START Material provided

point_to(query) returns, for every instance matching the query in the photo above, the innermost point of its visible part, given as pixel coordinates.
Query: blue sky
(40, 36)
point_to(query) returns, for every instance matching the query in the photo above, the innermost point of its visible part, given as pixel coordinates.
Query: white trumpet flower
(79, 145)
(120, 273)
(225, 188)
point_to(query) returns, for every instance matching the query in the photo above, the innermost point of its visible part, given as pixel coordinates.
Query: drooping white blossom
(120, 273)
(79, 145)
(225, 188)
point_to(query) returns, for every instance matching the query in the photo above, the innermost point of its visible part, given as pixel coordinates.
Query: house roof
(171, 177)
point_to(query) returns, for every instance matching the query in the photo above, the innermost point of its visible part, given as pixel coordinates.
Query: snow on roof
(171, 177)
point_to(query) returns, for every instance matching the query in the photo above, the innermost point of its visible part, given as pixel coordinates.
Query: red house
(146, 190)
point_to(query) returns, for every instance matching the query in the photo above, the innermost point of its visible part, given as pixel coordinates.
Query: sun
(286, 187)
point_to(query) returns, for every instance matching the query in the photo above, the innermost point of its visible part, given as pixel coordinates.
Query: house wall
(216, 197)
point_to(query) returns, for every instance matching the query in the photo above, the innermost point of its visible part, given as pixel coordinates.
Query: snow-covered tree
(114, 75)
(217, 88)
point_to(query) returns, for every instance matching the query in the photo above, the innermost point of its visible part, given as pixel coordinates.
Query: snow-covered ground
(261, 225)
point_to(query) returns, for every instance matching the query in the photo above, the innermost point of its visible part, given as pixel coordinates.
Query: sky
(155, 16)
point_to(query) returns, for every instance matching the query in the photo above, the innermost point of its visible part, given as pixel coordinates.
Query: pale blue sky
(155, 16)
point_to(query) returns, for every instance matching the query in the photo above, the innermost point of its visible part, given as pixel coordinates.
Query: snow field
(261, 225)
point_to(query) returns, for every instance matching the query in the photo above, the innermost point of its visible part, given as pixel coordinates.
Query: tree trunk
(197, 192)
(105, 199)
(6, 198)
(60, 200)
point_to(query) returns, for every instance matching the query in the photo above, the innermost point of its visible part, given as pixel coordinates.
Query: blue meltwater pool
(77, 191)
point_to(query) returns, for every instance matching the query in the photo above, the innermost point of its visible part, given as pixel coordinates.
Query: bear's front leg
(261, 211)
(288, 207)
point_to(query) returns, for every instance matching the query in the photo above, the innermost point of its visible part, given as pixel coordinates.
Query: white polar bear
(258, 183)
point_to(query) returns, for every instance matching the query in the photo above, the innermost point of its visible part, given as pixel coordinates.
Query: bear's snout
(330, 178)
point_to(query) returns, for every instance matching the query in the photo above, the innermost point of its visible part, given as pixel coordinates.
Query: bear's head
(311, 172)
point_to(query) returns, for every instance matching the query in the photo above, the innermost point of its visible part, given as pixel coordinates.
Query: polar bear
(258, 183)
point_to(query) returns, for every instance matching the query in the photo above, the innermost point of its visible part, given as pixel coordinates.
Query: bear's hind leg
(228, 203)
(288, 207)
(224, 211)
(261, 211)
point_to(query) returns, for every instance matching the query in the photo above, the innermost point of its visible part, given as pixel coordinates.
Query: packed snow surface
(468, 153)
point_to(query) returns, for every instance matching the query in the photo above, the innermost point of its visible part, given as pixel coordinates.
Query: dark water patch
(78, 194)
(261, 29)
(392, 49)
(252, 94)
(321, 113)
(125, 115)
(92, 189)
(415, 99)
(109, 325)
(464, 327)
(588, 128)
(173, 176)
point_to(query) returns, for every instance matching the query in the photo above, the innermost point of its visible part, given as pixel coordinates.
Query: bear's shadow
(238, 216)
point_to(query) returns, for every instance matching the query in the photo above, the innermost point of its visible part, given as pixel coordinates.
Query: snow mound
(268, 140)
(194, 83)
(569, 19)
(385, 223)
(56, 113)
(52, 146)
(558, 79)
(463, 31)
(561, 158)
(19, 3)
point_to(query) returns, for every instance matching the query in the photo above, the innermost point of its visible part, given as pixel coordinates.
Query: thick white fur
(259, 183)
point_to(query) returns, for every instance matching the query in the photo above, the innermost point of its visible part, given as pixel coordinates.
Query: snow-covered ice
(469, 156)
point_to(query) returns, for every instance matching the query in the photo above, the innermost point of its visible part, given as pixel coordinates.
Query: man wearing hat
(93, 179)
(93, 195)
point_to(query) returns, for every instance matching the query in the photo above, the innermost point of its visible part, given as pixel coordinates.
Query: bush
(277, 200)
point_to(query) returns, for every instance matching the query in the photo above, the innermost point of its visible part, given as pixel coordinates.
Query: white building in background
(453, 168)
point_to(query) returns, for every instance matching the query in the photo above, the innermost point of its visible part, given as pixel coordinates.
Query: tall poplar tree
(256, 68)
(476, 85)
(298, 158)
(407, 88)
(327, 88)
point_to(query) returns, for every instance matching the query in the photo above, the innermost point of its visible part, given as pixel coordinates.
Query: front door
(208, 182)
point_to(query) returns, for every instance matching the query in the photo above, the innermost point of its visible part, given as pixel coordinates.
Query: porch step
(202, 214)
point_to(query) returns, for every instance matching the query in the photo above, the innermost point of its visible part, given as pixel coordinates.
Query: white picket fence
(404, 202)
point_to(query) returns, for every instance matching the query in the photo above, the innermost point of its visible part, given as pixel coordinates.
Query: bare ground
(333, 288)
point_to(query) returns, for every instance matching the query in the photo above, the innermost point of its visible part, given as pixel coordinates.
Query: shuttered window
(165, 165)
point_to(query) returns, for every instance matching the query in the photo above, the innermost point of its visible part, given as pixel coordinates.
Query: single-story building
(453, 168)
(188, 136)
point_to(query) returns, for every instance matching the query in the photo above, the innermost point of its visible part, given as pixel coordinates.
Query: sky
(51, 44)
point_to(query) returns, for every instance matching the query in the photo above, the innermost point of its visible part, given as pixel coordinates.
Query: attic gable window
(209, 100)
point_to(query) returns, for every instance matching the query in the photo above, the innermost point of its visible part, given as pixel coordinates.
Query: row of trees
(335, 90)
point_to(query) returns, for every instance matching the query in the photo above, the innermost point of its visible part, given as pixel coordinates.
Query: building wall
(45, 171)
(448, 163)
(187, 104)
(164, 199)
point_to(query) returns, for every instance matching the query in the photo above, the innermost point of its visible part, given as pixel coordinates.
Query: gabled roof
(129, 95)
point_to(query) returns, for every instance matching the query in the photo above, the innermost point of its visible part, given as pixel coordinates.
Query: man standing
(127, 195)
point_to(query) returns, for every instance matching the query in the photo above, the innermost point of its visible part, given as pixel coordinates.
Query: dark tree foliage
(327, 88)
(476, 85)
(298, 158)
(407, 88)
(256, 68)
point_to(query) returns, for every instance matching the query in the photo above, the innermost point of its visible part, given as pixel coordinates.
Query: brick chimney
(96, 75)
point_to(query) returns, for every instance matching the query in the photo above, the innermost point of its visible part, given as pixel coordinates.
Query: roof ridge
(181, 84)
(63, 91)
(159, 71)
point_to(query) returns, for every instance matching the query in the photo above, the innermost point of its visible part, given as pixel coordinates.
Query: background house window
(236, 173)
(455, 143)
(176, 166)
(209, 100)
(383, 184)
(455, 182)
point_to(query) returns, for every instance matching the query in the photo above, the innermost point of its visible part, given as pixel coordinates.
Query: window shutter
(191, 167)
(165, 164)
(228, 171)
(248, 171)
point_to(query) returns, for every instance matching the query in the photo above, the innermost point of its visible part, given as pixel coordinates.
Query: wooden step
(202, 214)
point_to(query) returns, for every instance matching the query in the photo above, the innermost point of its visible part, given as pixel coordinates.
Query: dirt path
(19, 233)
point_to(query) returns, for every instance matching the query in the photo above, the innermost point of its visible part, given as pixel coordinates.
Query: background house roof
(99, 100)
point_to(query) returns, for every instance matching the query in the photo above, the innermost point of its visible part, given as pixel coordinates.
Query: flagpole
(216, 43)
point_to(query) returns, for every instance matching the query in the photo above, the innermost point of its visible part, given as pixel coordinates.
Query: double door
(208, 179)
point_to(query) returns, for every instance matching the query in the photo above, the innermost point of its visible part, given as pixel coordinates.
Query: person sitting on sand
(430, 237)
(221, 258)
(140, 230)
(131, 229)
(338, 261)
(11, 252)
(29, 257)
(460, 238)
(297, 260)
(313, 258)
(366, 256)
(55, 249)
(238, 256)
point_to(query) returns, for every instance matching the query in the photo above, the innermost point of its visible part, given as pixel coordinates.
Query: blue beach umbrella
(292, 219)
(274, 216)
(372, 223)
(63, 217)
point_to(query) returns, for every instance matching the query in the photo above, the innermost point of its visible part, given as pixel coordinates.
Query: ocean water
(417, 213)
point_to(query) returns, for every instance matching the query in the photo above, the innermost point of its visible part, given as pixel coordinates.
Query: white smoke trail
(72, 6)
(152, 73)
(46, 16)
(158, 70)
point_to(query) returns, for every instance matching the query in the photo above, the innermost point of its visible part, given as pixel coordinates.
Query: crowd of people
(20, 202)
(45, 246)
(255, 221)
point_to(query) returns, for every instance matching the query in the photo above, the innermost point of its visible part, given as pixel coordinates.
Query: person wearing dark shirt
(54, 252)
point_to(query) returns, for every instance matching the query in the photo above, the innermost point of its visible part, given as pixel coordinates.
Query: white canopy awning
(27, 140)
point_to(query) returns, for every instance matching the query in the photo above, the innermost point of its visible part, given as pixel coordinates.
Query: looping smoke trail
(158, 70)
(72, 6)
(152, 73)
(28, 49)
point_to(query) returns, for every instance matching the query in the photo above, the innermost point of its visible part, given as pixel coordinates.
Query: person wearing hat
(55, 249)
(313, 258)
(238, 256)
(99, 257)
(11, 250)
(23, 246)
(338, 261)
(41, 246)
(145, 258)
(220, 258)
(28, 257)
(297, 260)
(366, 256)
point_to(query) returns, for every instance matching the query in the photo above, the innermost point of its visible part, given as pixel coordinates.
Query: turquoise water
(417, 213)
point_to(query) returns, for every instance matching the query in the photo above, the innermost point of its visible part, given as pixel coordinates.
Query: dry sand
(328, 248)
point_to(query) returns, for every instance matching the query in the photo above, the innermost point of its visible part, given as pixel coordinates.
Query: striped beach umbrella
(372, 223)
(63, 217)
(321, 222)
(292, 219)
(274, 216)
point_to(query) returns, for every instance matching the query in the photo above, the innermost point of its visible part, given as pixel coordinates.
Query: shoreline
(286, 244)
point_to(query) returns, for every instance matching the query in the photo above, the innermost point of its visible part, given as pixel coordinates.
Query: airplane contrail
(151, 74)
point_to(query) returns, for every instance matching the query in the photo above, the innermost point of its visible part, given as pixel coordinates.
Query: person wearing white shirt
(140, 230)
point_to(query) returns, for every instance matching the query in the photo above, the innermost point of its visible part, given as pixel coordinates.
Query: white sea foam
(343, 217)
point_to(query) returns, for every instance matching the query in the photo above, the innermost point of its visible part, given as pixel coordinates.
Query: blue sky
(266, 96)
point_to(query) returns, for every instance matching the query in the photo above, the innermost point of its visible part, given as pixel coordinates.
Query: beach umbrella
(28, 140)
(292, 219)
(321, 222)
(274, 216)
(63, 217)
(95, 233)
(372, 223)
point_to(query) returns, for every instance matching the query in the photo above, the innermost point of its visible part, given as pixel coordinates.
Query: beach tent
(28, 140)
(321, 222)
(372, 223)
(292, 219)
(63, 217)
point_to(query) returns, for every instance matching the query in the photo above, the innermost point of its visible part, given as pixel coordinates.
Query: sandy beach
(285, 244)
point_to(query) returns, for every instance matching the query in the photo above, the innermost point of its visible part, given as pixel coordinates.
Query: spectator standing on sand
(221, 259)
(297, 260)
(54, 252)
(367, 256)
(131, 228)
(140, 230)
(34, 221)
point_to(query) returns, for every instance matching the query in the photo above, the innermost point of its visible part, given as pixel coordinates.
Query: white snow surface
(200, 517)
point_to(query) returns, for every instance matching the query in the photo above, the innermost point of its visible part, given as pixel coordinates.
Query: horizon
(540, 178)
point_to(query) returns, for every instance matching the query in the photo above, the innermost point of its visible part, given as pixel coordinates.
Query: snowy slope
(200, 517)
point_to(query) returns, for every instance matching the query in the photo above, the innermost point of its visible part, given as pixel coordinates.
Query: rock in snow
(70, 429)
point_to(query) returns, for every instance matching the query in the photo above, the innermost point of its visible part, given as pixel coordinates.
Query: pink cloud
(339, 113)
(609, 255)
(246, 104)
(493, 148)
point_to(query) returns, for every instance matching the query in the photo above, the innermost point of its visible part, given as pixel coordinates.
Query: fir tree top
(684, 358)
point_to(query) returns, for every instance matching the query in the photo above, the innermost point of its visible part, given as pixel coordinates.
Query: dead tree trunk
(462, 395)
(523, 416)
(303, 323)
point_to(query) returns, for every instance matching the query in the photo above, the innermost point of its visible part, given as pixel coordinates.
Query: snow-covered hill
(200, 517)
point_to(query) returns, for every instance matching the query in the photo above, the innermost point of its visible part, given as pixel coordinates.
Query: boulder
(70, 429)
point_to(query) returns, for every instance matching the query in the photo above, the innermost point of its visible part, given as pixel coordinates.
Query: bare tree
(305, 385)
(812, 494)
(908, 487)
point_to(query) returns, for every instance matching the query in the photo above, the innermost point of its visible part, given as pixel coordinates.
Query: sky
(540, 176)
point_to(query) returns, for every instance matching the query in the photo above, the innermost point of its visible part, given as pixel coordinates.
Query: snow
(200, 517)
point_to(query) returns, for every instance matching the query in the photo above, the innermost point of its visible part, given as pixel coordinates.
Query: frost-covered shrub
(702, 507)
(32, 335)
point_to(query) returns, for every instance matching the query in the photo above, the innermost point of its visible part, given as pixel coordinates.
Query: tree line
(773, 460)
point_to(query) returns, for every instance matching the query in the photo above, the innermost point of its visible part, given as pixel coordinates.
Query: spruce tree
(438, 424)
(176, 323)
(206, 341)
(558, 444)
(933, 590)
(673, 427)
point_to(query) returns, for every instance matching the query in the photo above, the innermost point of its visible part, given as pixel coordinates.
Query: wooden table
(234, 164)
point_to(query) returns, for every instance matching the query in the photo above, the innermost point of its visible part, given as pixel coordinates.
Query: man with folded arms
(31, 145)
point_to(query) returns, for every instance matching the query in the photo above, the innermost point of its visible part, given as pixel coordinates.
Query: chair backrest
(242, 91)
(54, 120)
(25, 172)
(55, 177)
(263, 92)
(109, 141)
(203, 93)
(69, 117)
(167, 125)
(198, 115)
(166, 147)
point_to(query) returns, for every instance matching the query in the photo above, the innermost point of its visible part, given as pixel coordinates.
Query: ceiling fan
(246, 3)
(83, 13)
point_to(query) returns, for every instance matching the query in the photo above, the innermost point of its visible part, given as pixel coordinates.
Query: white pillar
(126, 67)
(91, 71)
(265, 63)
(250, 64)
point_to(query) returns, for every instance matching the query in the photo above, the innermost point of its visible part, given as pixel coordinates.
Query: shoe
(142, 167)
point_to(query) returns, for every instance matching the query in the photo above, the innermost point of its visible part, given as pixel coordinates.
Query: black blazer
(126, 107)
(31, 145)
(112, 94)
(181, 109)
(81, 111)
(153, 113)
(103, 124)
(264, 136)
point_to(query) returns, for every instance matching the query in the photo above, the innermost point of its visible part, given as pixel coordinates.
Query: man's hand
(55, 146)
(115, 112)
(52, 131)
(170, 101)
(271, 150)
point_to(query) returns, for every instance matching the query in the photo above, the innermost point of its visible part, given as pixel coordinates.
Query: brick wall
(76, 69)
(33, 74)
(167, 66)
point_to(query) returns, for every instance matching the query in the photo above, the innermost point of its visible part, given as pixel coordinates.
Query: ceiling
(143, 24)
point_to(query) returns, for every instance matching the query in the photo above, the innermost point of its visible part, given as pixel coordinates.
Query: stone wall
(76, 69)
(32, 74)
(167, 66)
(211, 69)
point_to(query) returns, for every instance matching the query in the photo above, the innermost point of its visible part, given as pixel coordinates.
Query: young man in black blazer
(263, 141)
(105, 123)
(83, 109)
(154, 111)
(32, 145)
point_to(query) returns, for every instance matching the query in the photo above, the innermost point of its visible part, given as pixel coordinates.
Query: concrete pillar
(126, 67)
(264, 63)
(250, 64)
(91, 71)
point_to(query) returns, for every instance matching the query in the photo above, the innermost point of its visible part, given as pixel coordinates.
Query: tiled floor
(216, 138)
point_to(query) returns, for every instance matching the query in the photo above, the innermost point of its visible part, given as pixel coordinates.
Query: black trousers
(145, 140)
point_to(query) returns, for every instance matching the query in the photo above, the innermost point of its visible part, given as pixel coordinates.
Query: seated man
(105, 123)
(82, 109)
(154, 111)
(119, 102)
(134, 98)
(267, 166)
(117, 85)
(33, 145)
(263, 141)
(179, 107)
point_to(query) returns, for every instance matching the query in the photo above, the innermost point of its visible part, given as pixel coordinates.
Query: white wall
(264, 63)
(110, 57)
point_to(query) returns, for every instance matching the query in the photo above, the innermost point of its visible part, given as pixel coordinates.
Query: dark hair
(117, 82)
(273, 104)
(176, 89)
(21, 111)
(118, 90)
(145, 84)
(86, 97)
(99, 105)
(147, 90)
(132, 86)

END Material provided

- Problem
Repeat exactly the lines from the one containing "Query: white wall" to the end of the records.

- Response to this task
Query: white wall
(264, 63)
(110, 57)
point_to(query) returns, for every instance matching the query in the photo above, the innermost point of its visible part, given as pixel coordinates.
Query: dark hair
(117, 82)
(273, 104)
(176, 89)
(21, 111)
(118, 90)
(145, 84)
(86, 97)
(99, 105)
(147, 90)
(132, 86)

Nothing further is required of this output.